┌─ Estratto della pagina

Siamo sulla cima del Monte del Giogo, Appennino tosco-emiliano,
1.500 metri sul livello del mare. Regione Toscana, provincia di
Massa Carrara, Comune di Comano. Una manciata di chilometri più giù
si parla, e si produce, il parmigiano. Parma è ad un'ora di
macchina, ma sono pochi, in città, a sapere che la Guerra Fredda è
passata anche da questa vetta della Lunigiana, silenziosa solo in
apparenza. Dall'altra parte del cancello sorge l'ex base Nato
"Livorno", una tra le più importanti stazioni radio dell'Alleanza
Atlantica ai tempi della contrapposizione tra i due Blocchi. Dal
1958, per oltre trent'anni, questo complesso da 20mila metri
quadrati ha fatto da ponte a comunicazioni chiave sulla sorveglianza
dei confini con i Paesi aderenti al Patto di Varsavia. Kennedy,
Kruscev, Regan, Gorbaciov: le loro voci, e quelle dei loro generali,
sono transitate anche da qui. Poi, un giorno, dall'altra parte
dell'Oceano arrivò l'ordine di chiudere
il presidio per far spazio
ai collegamenti satellitari. Era un gelido mattino dell'inverno
1995, il Muro di Berlino era crollato da più di un lustro e i
militari addetti alle apparecchiature radio lasciarono il Giogo per
sempre.

└─

■ **Cosa fare**:
Dall'estratto qui sopra sulla ex base Nato del Monte del Giogo, elenca tutte le suddivisioni amministrative in cui si trova la vetta.

┌─ Righe di dati

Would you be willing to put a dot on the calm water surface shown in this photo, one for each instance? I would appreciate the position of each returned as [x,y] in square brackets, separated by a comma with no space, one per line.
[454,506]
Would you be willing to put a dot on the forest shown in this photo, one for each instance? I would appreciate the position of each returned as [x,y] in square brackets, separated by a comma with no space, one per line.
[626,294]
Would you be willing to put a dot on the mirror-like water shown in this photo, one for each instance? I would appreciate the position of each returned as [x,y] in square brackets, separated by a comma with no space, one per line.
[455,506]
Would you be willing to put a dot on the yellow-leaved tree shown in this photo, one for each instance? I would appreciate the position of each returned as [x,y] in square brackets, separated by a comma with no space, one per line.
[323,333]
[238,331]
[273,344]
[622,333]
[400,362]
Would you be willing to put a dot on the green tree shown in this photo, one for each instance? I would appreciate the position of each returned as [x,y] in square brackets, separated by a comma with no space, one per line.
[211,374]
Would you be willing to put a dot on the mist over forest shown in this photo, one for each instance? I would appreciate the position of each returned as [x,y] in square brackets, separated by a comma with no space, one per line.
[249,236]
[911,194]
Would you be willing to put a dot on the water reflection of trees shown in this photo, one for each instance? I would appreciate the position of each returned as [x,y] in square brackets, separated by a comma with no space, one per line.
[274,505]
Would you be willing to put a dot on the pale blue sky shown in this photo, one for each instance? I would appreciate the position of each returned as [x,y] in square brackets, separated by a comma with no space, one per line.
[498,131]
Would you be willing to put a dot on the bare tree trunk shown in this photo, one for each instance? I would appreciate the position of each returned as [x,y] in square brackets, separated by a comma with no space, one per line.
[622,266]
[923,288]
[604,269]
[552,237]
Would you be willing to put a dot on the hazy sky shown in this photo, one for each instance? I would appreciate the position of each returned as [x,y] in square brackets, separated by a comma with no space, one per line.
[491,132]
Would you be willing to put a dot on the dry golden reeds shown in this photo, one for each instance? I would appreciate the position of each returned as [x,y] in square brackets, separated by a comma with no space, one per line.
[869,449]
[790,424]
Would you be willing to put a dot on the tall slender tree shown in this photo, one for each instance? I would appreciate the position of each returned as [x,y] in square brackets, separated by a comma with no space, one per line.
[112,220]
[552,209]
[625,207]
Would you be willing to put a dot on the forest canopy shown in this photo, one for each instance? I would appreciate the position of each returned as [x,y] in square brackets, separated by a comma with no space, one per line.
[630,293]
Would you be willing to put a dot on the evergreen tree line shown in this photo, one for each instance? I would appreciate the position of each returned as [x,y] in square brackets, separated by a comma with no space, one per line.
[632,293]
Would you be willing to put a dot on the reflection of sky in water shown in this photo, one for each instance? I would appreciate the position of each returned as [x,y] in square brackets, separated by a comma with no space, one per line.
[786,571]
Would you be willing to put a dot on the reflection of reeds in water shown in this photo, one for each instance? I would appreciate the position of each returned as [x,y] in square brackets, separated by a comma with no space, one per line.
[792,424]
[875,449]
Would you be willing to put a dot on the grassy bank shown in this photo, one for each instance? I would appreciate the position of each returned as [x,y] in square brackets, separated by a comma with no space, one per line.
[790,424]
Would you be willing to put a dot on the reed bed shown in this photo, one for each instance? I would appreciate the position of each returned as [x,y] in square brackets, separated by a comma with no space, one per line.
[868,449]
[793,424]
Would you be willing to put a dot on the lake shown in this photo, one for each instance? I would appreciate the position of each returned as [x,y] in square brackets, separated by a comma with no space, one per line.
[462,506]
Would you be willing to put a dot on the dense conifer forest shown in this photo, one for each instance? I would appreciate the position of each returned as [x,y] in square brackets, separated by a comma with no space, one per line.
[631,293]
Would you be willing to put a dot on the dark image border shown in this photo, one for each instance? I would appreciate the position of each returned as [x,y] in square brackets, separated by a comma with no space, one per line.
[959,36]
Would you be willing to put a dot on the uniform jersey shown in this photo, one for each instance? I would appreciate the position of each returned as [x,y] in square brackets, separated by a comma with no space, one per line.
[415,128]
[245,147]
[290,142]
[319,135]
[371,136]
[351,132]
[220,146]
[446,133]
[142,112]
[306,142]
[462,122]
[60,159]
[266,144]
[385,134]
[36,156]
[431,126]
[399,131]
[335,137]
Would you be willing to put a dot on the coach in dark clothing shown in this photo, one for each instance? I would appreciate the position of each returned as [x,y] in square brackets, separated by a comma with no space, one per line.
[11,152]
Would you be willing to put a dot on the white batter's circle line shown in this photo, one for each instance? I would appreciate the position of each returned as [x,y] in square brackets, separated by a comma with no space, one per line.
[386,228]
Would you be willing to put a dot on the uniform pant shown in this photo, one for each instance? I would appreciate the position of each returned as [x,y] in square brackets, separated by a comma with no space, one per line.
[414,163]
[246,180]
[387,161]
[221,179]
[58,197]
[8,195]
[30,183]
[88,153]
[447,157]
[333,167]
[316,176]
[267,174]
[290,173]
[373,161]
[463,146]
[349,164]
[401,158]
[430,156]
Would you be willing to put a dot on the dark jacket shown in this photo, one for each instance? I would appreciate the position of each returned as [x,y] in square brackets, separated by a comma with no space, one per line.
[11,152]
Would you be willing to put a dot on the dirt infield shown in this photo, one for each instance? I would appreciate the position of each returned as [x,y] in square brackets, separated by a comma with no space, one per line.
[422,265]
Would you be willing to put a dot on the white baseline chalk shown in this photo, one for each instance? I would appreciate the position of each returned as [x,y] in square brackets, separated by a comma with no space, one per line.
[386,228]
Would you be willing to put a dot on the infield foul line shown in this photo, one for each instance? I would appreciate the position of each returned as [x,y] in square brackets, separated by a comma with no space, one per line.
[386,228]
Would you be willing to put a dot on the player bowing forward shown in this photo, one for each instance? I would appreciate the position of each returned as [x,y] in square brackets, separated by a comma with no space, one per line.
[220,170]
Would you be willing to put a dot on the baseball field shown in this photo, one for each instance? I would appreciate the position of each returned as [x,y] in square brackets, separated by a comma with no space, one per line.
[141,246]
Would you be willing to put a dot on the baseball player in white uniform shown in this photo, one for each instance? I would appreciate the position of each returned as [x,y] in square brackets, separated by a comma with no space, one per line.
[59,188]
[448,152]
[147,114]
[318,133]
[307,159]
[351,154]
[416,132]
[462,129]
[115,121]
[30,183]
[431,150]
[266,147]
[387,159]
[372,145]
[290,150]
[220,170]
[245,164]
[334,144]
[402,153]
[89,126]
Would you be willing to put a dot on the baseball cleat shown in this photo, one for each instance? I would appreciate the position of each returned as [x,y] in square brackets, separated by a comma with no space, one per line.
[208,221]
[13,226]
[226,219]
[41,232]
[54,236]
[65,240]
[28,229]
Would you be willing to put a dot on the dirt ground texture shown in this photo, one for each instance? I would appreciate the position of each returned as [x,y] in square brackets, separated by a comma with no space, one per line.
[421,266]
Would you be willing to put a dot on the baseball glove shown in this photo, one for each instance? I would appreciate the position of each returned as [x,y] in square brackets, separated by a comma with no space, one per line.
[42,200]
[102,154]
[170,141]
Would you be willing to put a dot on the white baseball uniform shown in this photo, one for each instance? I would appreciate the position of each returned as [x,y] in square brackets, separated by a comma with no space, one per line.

└─

■ **Risposta completa**:
Regione Toscana
Provincia di Massa Carrara
Comune di Comano